The changes to the PIP coverage system could make it harder for injured people to pay their medical expenses.
The state legislature is currently facing a decision that would alter the New Jersey auto insurance laws, in an effort to control the rapidly increasing costs to the insurers.
Unfortunately, at the same time, these alterations to the regulations risk causing those who are injured in car accidents to find themselves being denied critical medical care coverage. At the moment drivers in the state are required to have vehicle coverage that will include a minimum of personal injury protection (PIP) and property damage liability. The PIP is what makes sure that those who are injured in a crash will be able to receive payments to cover the related medical costs, no matter who caused the accident to happen.
The coverage provided by PIP varies with the specific New Jersey auto insurance policy purchased.
Typically speaking, it will fall within the range of $15,000 to $250,000 per person, per collision. The higher limit is usually the result of severe injuries such as in the event of a major spinal cord or brain injury.
Unfortunately, the current system for PIP coverage is also highly vulnerable to fraud, and some of the lawmakers in the state are now being forced to look into different ways to reduce the expenses associated with this coverage by implementing tougher caps to the amount that medical facilities are allowed to charge for care.
This choice has caused significant backlash from doctors, who believe that the limitations will make it virtually impossible for them to provide the necessary care to individuals who have been severely injured in a vehicle accident. As a result lawmakers have stepped back from the caps that would apply to spinal outpatient and other back related care.
Following that success, doctors have now taken on the battle to prevent limitations from being put into place for New Jersey auto insurance for the coverage of treatments involving pain medication, as they are considered to be a critical element of treatments for people who are suffering chronic pain as a result of the crash.

Source material |
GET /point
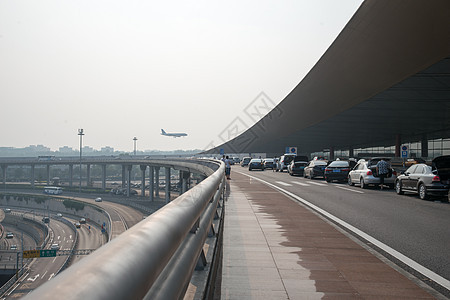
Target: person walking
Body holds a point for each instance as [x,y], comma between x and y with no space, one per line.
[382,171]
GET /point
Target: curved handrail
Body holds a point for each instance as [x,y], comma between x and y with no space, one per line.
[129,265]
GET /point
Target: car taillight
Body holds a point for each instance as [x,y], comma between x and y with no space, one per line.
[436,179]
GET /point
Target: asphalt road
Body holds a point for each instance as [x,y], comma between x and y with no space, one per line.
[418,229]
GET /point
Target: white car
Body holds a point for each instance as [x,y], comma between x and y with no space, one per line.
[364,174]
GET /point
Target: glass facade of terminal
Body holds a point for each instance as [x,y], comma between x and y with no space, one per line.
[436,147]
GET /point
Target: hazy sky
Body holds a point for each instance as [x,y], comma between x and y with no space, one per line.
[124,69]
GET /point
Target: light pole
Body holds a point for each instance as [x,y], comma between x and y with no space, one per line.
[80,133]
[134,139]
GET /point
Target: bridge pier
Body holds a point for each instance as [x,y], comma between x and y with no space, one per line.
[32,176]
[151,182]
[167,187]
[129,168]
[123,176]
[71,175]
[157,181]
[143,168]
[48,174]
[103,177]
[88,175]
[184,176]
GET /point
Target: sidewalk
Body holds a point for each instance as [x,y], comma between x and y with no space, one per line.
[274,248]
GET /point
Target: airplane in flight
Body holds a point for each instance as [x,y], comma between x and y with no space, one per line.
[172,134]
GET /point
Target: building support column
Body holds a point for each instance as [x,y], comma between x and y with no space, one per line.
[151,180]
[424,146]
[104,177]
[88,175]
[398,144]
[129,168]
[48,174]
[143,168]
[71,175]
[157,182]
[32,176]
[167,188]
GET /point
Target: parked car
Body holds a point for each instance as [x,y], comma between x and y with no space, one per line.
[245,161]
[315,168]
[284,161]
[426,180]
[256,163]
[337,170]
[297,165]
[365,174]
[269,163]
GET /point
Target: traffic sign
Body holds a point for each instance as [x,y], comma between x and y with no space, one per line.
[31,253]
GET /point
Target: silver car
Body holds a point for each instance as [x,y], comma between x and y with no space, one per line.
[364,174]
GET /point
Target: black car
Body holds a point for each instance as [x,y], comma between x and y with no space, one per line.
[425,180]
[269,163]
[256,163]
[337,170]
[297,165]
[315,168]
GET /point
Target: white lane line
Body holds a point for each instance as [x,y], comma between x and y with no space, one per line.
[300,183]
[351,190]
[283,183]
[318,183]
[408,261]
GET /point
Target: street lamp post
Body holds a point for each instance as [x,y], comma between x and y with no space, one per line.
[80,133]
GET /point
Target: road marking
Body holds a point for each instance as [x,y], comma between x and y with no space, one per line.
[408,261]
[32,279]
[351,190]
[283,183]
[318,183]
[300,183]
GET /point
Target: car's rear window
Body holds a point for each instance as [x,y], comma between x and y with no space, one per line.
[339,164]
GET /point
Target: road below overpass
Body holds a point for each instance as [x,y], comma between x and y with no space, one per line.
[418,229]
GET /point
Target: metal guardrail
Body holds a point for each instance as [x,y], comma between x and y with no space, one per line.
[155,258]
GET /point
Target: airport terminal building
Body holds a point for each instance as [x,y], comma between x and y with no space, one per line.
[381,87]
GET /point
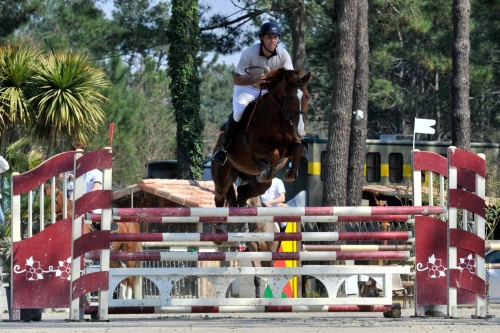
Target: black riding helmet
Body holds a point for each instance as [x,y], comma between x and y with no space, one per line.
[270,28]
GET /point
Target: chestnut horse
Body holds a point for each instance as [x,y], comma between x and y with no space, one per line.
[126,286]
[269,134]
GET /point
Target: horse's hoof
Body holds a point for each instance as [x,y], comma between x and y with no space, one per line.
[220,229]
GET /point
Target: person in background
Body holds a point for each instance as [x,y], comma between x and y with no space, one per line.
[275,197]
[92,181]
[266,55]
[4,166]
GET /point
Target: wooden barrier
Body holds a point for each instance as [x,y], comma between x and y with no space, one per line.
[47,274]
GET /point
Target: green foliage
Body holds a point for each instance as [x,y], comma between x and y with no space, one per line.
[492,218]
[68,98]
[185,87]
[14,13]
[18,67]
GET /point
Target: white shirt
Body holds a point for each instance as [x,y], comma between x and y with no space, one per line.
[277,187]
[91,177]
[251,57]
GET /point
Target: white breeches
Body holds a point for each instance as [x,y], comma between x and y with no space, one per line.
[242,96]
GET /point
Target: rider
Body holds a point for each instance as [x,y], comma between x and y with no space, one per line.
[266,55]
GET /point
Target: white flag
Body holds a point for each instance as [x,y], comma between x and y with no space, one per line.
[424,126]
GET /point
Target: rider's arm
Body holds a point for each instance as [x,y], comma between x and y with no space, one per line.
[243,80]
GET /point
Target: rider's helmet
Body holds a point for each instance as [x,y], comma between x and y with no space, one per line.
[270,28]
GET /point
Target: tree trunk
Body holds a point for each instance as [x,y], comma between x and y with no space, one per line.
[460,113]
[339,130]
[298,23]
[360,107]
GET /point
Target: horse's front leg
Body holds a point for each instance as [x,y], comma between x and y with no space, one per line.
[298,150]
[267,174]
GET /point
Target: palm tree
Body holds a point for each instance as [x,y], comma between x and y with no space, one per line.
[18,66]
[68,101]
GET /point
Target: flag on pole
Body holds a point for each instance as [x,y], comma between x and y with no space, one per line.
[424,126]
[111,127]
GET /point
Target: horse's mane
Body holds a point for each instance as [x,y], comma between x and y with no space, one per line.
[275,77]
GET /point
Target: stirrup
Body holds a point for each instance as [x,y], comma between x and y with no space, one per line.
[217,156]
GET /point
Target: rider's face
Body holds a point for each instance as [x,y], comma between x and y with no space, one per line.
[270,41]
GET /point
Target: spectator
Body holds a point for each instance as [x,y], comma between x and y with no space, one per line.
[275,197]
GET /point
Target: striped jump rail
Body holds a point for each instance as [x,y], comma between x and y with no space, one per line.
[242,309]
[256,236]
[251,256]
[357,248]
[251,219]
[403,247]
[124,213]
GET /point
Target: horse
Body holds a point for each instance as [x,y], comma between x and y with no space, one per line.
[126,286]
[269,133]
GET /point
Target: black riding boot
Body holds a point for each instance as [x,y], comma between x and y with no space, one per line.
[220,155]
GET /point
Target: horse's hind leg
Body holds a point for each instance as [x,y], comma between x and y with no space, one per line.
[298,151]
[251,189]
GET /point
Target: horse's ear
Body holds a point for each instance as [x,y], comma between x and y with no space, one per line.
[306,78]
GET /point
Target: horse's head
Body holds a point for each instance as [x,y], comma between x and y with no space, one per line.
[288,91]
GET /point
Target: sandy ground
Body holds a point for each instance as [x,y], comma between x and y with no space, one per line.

Directions |
a – According to the article on New Jersey auto insurance, what range does PIP coverage typically fall within?
b – Reproduce the New Jersey auto insurance article verbatim between "The changes to" and "accident to happen.", inclusive.
c – Using the New Jersey auto insurance article, explain why lawmakers stepped back from the caps on spinal outpatient and other back-related care.

Problem solutions |
a – $15,000 to $250,000 per person, per collision.

b –
The changes to the PIP coverage system could make it harder for injured people to pay their medical expenses.
The state legislature is currently facing a decision that would alter the New Jersey auto insurance laws, in an effort to control the rapidly increasing costs to the insurers.
Unfortunately, at the same time, these alterations to the regulations risk causing those who are injured in car accidents to find themselves being denied critical medical care coverage. At the moment drivers in the state are required to have vehicle coverage that will include a minimum of personal injury protection (PIP) and property damage liability. The PIP is what makes sure that those who are injured in a crash will be able to receive payments to cover the related medical costs, no matter who caused the accident to happen.

c – The proposed caps drew significant backlash from doctors. They argued that the limits would make it virtually impossible to provide the necessary care to people severely injured in vehicle accidents, so lawmakers stepped back from those caps.